Late one afternoon, we walked into the grounds of a 6th-century monastery called Odzun. A local festival was wrapping up and children were chasing each other. I looked up to see my mother sitting on the steps of a monument surrounded by children. Their arms were wrapped around each other like old friends, chanting “Ar-men-ia! Ar-men-ia!” As we left, one boy said to my mother in the little English he knew, “Bye bye! I love you!”
“Oh I love you too!” she cried, her arms outstretched. “Come to Boston and you can stay at my house.” That we ever worried we might not belong suddenly became laughable; the number of years we had lost, when we could have had Armenia as another home, felt palpable.
My mother’s father, Manuel BozBeckian, survived the genocide, in which an estimated 1.5 million Armenians were killed in 1915. The genocide was directed primarily by Talaat Pasha and the Young Turks, the nationalist party in power at the end of the Ottoman empire. I tell the BozBeckian story often and openly. It feels like the only way to keep the history alive. So I’ll tell you now.
It was 1915, and Manuel was six years old. One night at dinner, his father was taken outside their home and shot. The rest of his family — his mother, brother, sister and himself — were pushed into line on a long walk into the Syrian desert. To die.
Manuel BozBeckian, who fled the Armenian genocide as a boy, shown here with his wife Pilune Kirkorian
This is how most Armenians died: they were robbed, deprived of food and water, often raped and killed. People dropped out of the lines like flies. If you go to parts of the Syrian desert now and touch the ground, you find bones.
────────────────────────────────────────
Carry on the account of the Armenia trip and the BozBeckian family story, starting right after its last sentence.

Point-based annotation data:
────────────────────────────────────────
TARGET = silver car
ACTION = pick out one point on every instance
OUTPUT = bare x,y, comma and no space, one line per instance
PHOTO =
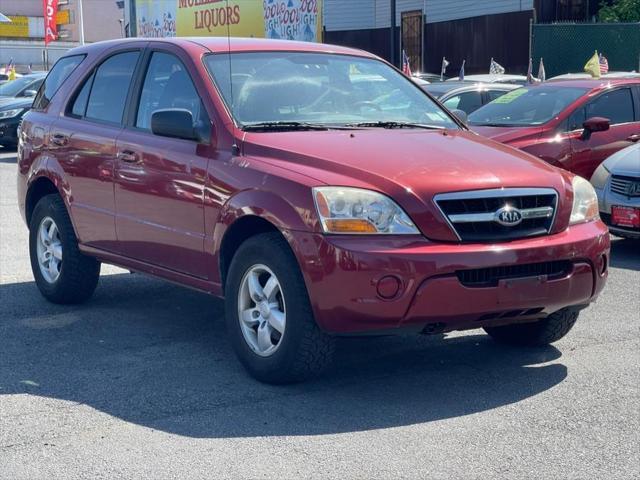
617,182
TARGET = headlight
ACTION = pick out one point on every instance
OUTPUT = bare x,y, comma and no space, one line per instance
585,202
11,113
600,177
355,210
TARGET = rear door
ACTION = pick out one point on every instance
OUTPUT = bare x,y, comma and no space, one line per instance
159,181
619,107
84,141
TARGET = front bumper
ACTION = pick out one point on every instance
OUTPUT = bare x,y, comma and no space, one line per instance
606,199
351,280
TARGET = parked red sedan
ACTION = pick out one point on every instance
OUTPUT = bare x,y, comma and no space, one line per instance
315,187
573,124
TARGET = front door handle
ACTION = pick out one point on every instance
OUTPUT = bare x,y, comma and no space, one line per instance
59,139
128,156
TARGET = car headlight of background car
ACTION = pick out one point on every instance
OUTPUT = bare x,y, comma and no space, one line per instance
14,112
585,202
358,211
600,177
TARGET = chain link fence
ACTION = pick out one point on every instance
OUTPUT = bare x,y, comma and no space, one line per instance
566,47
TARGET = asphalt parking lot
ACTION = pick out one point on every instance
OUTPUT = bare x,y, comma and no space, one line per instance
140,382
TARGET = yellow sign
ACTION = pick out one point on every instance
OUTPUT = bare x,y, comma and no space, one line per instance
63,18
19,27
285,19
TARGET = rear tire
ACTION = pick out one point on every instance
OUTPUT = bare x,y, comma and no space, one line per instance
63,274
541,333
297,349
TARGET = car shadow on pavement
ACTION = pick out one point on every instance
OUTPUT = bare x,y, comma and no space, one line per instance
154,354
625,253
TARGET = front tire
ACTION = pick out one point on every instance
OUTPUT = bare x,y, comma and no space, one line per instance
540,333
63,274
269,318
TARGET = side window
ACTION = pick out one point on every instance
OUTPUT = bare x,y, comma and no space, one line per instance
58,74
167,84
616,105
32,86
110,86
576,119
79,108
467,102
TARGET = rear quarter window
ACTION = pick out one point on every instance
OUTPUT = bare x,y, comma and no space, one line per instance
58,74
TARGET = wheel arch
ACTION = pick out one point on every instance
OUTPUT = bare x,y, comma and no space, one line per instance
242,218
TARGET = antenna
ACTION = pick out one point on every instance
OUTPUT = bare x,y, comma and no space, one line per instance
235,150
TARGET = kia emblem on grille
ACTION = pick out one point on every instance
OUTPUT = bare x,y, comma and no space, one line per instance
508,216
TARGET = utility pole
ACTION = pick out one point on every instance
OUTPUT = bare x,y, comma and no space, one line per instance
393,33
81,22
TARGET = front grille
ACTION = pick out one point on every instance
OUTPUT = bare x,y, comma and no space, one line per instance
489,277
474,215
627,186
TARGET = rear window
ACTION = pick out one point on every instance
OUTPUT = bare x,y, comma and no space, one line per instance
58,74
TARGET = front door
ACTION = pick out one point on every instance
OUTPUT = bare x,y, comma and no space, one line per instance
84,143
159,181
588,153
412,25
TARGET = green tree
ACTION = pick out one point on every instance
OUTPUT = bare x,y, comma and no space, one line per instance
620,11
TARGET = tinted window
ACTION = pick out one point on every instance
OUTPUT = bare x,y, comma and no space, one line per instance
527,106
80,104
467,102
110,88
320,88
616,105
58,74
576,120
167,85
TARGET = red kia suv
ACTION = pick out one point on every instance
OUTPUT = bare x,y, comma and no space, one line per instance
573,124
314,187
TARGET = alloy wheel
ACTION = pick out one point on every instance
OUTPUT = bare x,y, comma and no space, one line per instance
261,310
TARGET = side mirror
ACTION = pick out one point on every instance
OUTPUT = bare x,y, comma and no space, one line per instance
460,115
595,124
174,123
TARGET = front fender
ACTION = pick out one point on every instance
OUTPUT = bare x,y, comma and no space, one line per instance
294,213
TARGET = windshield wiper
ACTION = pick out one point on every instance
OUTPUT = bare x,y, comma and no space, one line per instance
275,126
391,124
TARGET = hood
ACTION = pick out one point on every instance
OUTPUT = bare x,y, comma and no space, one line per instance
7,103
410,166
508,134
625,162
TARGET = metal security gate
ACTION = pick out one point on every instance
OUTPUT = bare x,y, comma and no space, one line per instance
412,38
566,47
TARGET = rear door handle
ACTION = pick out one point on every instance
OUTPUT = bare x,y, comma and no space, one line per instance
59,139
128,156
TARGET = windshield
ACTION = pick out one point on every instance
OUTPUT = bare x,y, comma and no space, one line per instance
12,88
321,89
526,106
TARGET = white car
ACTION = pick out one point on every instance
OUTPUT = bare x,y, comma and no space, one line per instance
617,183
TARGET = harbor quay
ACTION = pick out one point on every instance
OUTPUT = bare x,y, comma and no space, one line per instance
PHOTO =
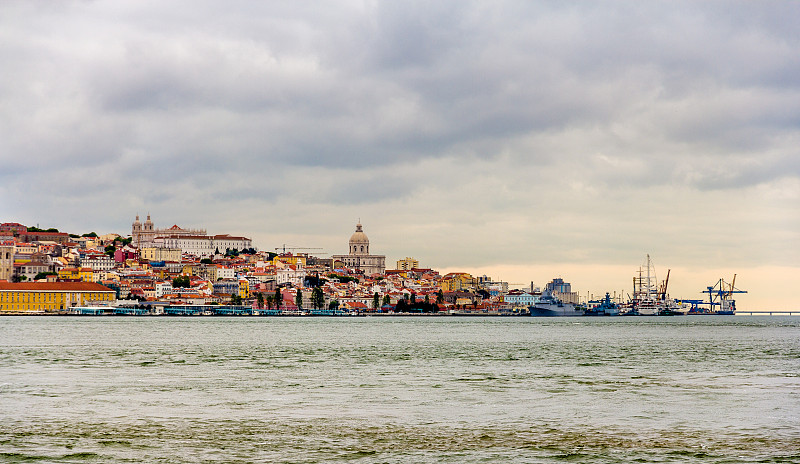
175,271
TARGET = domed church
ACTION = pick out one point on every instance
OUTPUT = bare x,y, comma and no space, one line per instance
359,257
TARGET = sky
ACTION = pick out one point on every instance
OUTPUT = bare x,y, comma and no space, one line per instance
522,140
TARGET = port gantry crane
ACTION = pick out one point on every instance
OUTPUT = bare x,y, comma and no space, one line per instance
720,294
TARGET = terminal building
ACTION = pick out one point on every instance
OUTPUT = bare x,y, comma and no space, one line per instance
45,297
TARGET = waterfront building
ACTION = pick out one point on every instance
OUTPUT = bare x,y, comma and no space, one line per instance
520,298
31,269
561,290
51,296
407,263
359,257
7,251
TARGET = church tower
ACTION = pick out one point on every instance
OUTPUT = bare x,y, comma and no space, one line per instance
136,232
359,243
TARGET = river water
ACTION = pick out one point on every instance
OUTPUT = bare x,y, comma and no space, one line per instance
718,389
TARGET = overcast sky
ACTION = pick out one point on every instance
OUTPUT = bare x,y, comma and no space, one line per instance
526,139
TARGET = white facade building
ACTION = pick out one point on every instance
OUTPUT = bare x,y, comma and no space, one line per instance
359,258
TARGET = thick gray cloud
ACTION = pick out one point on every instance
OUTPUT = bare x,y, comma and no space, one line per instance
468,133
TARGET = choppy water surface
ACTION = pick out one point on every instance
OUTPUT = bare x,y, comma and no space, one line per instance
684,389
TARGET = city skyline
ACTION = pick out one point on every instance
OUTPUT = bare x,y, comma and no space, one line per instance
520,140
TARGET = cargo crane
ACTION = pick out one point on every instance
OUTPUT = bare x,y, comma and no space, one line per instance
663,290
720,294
────────────────────────────────────────
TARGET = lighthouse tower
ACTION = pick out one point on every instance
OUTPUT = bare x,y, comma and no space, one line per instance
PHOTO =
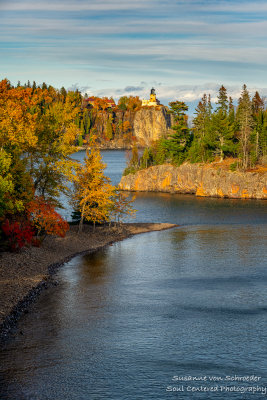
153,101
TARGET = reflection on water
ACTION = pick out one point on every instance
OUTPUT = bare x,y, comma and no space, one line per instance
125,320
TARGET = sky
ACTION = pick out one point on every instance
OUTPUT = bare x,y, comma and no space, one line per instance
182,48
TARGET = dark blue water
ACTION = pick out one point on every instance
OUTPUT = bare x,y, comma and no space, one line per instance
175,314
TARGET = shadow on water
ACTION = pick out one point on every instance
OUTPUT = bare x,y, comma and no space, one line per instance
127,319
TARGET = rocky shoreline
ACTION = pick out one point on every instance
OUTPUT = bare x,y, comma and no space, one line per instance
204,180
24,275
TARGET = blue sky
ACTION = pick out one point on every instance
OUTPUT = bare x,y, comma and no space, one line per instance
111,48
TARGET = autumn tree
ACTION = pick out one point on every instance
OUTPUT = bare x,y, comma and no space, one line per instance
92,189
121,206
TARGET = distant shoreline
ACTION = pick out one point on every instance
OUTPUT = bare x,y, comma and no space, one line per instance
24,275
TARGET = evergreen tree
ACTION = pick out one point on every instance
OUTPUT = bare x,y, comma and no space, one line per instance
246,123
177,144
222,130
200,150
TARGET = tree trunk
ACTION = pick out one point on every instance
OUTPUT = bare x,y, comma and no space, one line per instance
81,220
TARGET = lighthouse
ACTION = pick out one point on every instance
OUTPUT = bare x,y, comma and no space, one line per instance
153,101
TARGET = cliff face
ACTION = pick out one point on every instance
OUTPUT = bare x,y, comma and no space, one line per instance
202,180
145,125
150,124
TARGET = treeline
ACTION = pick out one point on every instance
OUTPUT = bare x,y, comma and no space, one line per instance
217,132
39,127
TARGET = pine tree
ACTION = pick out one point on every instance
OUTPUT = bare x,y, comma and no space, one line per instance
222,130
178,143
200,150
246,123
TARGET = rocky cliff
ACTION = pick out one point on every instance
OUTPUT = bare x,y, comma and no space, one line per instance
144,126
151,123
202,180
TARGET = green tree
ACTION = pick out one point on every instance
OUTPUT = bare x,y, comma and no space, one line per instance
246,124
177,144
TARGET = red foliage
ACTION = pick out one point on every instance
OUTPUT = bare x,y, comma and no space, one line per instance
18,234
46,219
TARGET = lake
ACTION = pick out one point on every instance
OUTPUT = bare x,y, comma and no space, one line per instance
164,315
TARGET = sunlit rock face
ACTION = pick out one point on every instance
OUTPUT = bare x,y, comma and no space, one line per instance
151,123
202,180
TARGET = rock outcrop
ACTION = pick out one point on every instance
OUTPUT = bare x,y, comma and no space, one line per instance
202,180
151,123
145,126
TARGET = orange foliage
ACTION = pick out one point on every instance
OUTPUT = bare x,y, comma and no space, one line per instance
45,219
────────────────────────────────────────
Result of the task:
Somewhere along the walk, my great-grandmother witnessed a fight between two Young Turk generals and was brought to a nearby city to testify. She had to put her three children in an orphanage while the testimony went on. She was gone for a year; I can only imagine what she had to do to survive. When she returned to the orphanage, my grandfather was the only one of her children left alive. The word used was always malnutrition. But children in Turkish state orphanages during the genocide were tortured and starved.
After a number of years travelling, Manuel and his mother made it on to one of the last boats to America from Constantinople, through Ellis Island. By then he was 13. When I was 13, I had my own bathroom, a growing CD collection and a job walking my neighbour’s dog.
Father shot, caravan into the desert, testify, orphanage, malnutrition, Ellis Island. These words are stitched into me. I’ve been told that traumas like these are passed down generationally, that I have a diluted version of it and that it will continue on, even more diluted, to my children. How could this not be true? Manuel is the man that raised my mother.
The diaspora today is large — about 11 million — and spread across the world, from Russia to the US, France, Lebanon, Iran and Argentina. It is only 3.5 million smaller than the world’s Jewish population. The genocide is still a live issue: Turkey continues to deny it and, due to lobbying and the pressure of strategic alliances, it has still not been acknowledged by the US, the UK, Israel or all but 29 countries around the world.
I have always been defined by my grandfather’s story. But over the course of these 11 days in Armenia, I began to feel that my attachment to the genocide was a privilege — I could come here and explore my roots freely, because my family’s experiences have improved so radically in the years since.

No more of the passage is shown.